◆ WHAT IS BEING ASKED:
Only one stretch of the listing below is wanted. Begin at the line that has "tell me where each arched", stop after the line that has "tell me where each white cloud", and repeat every line in between exactly.

◆ RECORDED INFORMATION:
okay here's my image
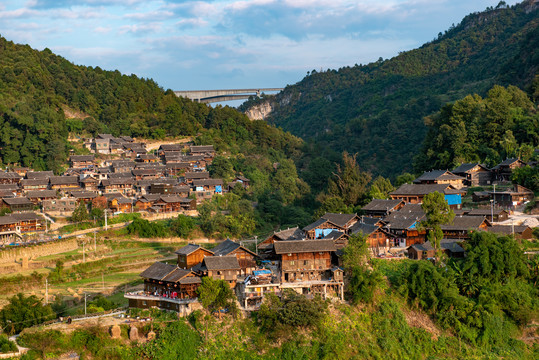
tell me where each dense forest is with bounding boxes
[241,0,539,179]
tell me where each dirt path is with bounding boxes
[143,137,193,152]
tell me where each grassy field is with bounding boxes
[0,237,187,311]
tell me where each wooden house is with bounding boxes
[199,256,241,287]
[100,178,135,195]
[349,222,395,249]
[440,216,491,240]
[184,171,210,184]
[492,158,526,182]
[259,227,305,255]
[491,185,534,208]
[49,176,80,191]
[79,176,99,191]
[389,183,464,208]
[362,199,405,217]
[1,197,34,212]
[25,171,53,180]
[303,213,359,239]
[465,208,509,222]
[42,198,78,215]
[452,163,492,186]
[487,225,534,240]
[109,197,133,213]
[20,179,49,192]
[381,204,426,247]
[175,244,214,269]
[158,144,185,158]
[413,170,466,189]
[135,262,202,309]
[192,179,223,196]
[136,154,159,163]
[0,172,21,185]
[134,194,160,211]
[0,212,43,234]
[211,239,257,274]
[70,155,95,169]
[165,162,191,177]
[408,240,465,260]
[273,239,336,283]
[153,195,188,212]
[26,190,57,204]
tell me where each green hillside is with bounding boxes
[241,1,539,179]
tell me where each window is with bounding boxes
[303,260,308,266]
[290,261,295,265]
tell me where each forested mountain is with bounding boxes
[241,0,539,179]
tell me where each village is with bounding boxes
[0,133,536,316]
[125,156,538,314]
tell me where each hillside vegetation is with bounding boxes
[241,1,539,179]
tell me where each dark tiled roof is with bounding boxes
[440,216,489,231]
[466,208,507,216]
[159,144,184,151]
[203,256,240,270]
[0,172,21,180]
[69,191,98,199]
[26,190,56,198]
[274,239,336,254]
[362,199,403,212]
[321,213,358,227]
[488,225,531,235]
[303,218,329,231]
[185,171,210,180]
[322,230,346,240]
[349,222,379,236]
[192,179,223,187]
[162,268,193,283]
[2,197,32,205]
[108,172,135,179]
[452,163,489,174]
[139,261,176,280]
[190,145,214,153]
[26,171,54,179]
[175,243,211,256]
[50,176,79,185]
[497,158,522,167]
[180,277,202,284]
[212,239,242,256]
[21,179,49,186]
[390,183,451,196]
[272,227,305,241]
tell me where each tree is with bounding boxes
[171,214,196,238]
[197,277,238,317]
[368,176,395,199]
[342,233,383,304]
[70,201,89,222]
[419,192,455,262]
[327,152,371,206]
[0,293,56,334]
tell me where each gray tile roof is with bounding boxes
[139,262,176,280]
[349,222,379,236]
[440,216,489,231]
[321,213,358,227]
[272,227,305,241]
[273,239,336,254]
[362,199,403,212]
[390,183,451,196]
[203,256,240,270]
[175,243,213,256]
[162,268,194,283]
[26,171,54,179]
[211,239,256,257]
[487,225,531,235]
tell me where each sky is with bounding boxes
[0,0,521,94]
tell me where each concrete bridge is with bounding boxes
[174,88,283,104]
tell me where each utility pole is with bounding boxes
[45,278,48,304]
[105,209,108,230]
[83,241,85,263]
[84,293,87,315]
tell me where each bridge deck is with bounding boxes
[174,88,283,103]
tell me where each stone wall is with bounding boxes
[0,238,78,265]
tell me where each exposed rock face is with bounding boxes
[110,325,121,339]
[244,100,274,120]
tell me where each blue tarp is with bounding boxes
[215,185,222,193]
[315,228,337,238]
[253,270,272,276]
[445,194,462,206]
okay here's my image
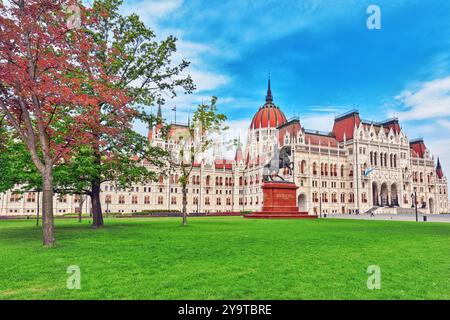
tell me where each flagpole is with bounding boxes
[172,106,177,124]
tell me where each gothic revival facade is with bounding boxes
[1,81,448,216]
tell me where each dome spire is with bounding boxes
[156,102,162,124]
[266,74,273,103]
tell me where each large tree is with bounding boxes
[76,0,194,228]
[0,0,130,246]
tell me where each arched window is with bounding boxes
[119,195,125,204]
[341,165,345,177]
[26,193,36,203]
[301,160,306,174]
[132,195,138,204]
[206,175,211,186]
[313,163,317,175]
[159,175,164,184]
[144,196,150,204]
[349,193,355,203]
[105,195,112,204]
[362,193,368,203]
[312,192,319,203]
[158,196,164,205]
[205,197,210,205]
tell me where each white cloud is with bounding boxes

---

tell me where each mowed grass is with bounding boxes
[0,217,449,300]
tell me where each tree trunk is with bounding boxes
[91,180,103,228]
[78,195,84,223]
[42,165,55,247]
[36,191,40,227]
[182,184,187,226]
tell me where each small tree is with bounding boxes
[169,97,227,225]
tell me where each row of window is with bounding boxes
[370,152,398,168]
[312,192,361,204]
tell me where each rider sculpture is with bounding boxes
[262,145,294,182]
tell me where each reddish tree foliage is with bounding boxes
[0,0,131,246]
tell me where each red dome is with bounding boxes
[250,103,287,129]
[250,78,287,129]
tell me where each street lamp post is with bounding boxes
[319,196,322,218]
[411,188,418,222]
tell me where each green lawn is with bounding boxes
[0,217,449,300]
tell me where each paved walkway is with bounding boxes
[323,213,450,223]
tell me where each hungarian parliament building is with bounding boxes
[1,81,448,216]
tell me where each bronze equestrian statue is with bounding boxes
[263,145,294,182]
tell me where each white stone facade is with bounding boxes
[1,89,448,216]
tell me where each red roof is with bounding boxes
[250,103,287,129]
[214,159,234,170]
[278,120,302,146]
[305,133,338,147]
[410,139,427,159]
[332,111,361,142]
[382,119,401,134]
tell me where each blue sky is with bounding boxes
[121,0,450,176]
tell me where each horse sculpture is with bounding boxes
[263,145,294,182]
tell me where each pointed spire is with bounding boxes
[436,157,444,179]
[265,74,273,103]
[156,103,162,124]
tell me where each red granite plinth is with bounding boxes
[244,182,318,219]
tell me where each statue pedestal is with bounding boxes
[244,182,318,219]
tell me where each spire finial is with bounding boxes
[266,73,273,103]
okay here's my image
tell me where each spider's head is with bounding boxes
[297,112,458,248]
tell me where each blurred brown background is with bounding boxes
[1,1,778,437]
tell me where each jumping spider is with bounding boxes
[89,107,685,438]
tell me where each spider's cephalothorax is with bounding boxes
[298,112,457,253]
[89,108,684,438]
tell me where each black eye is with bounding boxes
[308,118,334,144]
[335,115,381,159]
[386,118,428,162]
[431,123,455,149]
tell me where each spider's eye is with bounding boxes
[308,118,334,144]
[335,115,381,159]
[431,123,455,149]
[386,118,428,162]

◆ RESPONSE AREA:
tell me where each arched window is with bounding boxes
[119,195,125,204]
[341,165,345,177]
[26,193,36,203]
[301,160,306,174]
[132,195,138,204]
[206,175,211,186]
[313,163,317,175]
[159,175,164,184]
[144,196,150,204]
[349,193,355,203]
[105,195,112,204]
[362,193,368,203]
[312,192,319,203]
[158,196,164,205]
[205,197,210,205]
tell me where each white cloud is with bounding boxes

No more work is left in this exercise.